Work item |
Each record should be output exactly, with every character kept.

Material for this exercise |

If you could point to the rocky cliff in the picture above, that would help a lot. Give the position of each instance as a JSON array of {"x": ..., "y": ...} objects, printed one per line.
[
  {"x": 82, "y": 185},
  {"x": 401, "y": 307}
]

Response |
If you could point to the rocky cliff in the picture above, that would help a lot. Give the position of each instance as a JSON array of {"x": ..., "y": ...} objects, printed one per line.
[
  {"x": 82, "y": 185},
  {"x": 401, "y": 307}
]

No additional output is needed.